• GOAL: Copy each of the following items word for word, leaving out the pictures.

• SUPPLIED DATA:
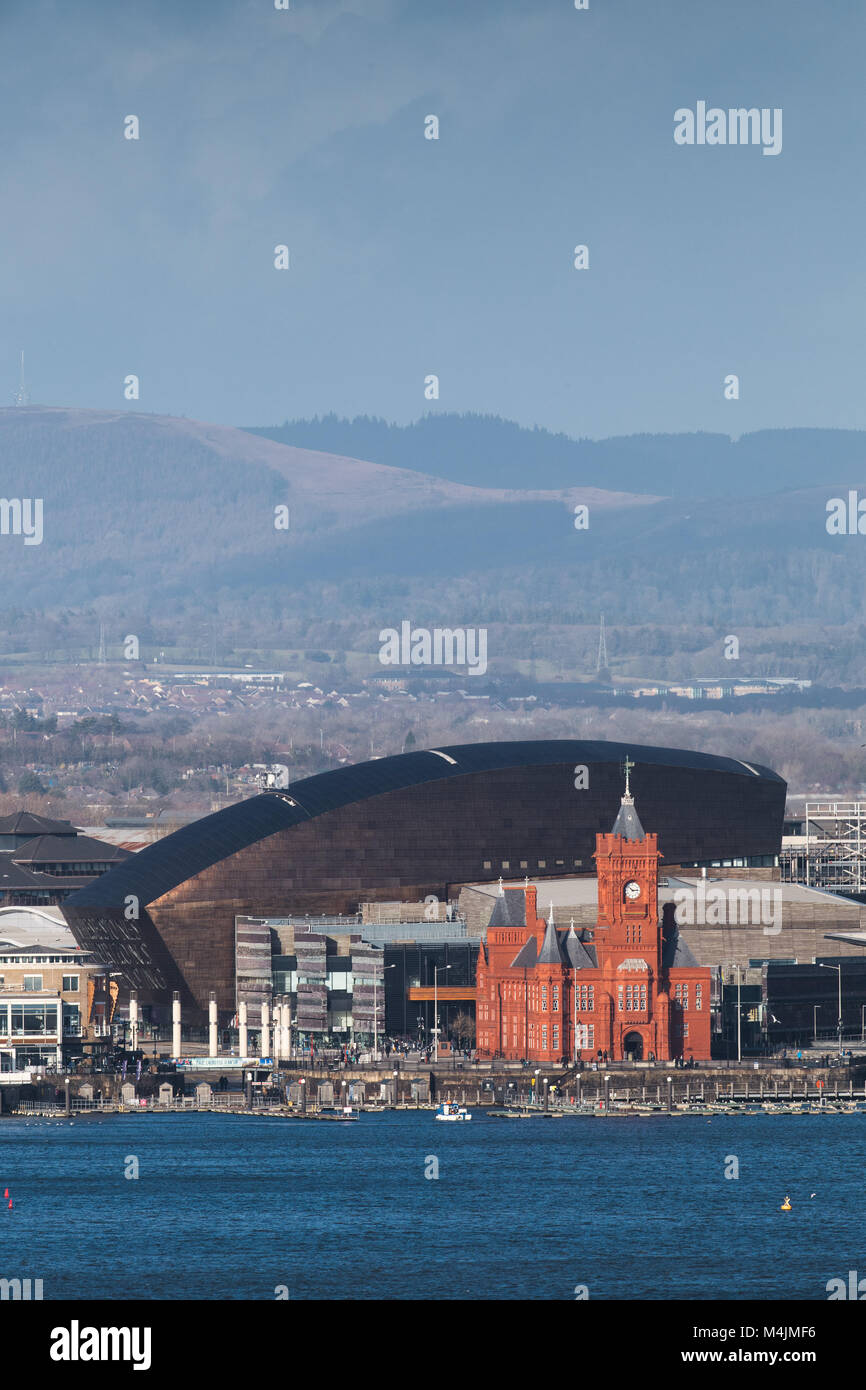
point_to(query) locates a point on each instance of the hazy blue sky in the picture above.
(413, 256)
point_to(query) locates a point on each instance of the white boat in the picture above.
(451, 1111)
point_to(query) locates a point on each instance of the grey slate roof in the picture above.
(676, 952)
(527, 957)
(627, 822)
(578, 955)
(510, 909)
(549, 952)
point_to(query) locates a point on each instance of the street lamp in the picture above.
(376, 1014)
(822, 966)
(733, 965)
(437, 968)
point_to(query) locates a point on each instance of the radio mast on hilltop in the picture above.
(602, 648)
(21, 396)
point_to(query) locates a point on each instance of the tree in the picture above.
(463, 1029)
(29, 784)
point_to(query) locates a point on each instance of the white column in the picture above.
(134, 1020)
(175, 1025)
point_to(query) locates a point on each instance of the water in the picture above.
(232, 1207)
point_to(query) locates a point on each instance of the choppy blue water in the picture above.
(232, 1207)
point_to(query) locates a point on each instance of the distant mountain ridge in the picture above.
(487, 451)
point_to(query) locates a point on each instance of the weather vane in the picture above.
(627, 766)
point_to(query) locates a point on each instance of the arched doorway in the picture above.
(633, 1047)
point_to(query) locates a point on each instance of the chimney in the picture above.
(531, 894)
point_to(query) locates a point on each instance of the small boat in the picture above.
(451, 1111)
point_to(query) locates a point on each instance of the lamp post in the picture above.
(376, 1014)
(838, 1026)
(437, 968)
(733, 965)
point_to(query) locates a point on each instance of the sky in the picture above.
(452, 257)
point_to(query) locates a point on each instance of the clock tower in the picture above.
(628, 936)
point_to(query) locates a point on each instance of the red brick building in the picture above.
(630, 987)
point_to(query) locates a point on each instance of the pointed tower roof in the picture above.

• TASK RESULT:
point_to(query) locates a point on each instance of the hazy blue sky in the picture above.
(413, 256)
point_to(query) locates a point on each instance of the white boat in the picture above.
(451, 1111)
point_to(query) locates a point on each instance of the grey slate roof in the picture above.
(676, 952)
(527, 957)
(627, 822)
(578, 955)
(510, 909)
(549, 952)
point_to(query) locates a point on each instance of the street lamp in the picture above.
(376, 1014)
(822, 966)
(733, 965)
(437, 968)
point_to(query) locates a point on each instance of the radio mast on hilltop in the picture above.
(602, 648)
(21, 396)
point_to(query) locates a point on each instance of the tree in the picture above.
(463, 1029)
(29, 784)
point_to(query) locates a point on each instance of the white column in the picture above.
(134, 1020)
(175, 1025)
point_to(query) locates a point on each instance of the water in the picture above.
(232, 1207)
point_to(query) locates a point on each instance of the choppy blue water in the picture above.
(232, 1207)
point_to(query) locates a point on each instance of the distant mountain ridge in the picture above.
(487, 451)
point_to(query) locates a point on each instance of the weather vane in the picture above.
(627, 766)
point_to(query) locates a point on each instance of the arched doorway in the picture above.
(633, 1047)
point_to(query) locates a point on each instance of the chimney in the picture above.
(531, 894)
point_to(query) locates a point on each instance of the small boat in the picture above.
(451, 1111)
point_to(query) locates a point on each instance of the lamp post in the picture above.
(376, 1014)
(838, 1026)
(437, 968)
(733, 965)
point_to(query) locates a point on each instance of the sky in the picture above.
(452, 257)
point_to(query) locates a point on each instance of the clock tower in the picture above.
(628, 936)
point_to(query) locates a point on each instance of the red brick building in the picture above.
(630, 987)
point_to(query) locates a point on each instance of the pointed tower roof in the picture above.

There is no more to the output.